## DATA TO PROCESS
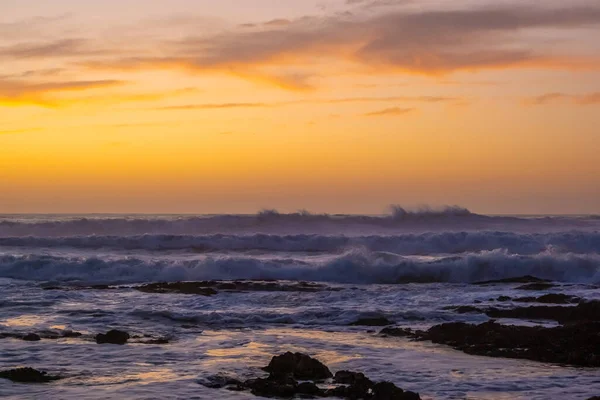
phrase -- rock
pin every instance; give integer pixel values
(536, 286)
(551, 298)
(27, 375)
(520, 279)
(298, 365)
(464, 309)
(178, 287)
(574, 344)
(398, 332)
(281, 383)
(348, 377)
(584, 311)
(219, 381)
(113, 337)
(32, 337)
(309, 389)
(373, 321)
(271, 388)
(209, 288)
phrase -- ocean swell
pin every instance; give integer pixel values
(353, 267)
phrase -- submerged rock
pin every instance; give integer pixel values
(178, 287)
(373, 321)
(27, 375)
(281, 382)
(519, 279)
(32, 337)
(584, 311)
(113, 337)
(209, 288)
(551, 298)
(575, 344)
(299, 366)
(536, 286)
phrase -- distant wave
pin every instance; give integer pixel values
(356, 267)
(407, 244)
(270, 221)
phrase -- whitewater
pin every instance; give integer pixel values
(81, 273)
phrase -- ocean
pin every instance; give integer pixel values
(286, 282)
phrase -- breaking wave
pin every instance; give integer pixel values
(270, 221)
(407, 244)
(354, 267)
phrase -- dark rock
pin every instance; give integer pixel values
(536, 286)
(219, 381)
(584, 311)
(271, 388)
(574, 344)
(178, 287)
(348, 377)
(209, 288)
(32, 337)
(71, 334)
(113, 337)
(373, 321)
(520, 279)
(309, 389)
(551, 298)
(464, 309)
(27, 375)
(156, 341)
(398, 332)
(298, 365)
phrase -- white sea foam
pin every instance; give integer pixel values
(356, 266)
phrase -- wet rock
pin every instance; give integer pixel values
(271, 387)
(520, 279)
(27, 375)
(551, 298)
(298, 365)
(32, 337)
(209, 288)
(219, 381)
(178, 287)
(281, 382)
(574, 344)
(348, 377)
(464, 309)
(113, 337)
(309, 389)
(536, 286)
(373, 321)
(398, 332)
(584, 311)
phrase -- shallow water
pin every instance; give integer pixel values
(238, 332)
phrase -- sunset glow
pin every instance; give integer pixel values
(231, 106)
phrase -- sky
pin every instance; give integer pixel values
(340, 106)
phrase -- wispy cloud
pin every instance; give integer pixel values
(19, 92)
(410, 99)
(394, 111)
(578, 99)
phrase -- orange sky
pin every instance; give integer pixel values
(332, 106)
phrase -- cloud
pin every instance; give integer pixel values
(21, 92)
(430, 40)
(212, 106)
(578, 99)
(15, 131)
(394, 111)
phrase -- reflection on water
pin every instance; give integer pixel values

## WHAT YOU NEED TO DO
What the answer needs is every line from the data above with "rock" in it.

## RESULT FOR THIS TASK
phrase -- rock
phrase -- submerged rock
phrase -- dark rock
phrase -- wet rock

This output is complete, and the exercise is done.